### The task
Set down the data that follows again, exactly as written.

(Stored items from a collection)
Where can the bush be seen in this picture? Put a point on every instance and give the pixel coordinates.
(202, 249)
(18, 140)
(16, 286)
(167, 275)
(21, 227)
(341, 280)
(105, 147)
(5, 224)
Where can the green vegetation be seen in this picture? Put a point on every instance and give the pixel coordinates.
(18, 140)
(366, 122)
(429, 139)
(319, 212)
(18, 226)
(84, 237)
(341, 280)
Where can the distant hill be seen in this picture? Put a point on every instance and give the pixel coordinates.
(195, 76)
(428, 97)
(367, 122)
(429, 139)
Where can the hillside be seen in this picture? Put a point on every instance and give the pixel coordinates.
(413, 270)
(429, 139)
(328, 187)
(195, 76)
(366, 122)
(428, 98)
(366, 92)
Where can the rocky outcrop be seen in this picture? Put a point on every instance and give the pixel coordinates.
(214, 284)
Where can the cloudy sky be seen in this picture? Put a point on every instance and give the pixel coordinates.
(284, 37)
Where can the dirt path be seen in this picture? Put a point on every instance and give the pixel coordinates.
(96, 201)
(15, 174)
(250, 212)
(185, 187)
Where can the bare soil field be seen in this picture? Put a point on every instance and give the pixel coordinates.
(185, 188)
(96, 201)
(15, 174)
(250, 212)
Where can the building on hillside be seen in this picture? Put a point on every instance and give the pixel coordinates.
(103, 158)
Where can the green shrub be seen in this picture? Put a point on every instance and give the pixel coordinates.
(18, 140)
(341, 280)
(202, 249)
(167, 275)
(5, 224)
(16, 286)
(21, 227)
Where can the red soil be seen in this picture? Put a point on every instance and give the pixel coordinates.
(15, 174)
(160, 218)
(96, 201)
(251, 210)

### Response to this exercise
Where can the bush be seen in this picture? Put a point on every instance and give the pixel coordinates.
(202, 249)
(18, 140)
(16, 286)
(167, 275)
(21, 227)
(341, 280)
(105, 147)
(5, 224)
Where can the green vegetation be seen in this picture? Put a point on every instance and give the pixel coordinates.
(18, 140)
(366, 122)
(429, 139)
(319, 212)
(18, 226)
(84, 237)
(341, 280)
Where can the distant hill be seen in this picture? Put a point on every instance and give the pixel coordinates.
(195, 76)
(428, 97)
(367, 122)
(429, 139)
Where can the hillside be seen in this picture? Put a point on every instance and give the pixel coordinates.
(413, 270)
(429, 139)
(328, 187)
(195, 76)
(366, 122)
(428, 98)
(366, 92)
Where can the rocky outcrop be seen in this picture? Put a point on every instance and give the pixel coordinates.
(214, 284)
Where can the cloudy sky be seen in this picture? Put a point on every instance and give the pixel coordinates.
(284, 37)
Where can the dirt path be seen in this picture? Put a point on every instance and give the pixel coordinates.
(96, 201)
(15, 174)
(250, 212)
(185, 187)
Where can the bare soil field be seen in this picture? Put a point on every instance and give the pixel coordinates.
(185, 188)
(96, 201)
(15, 174)
(250, 212)
Where can the building on hillside be seen in this picture? Put a point on every instance and give the pixel coordinates.
(103, 158)
Where can the green shrub be seen in this picture? Put a point on every instance and give the pixel coordinates.
(18, 140)
(341, 280)
(202, 249)
(167, 275)
(5, 224)
(16, 286)
(21, 227)
Where can the red soil be seen in this picture? Put a point on every instance and give the pixel coordinates.
(15, 174)
(160, 218)
(96, 201)
(251, 210)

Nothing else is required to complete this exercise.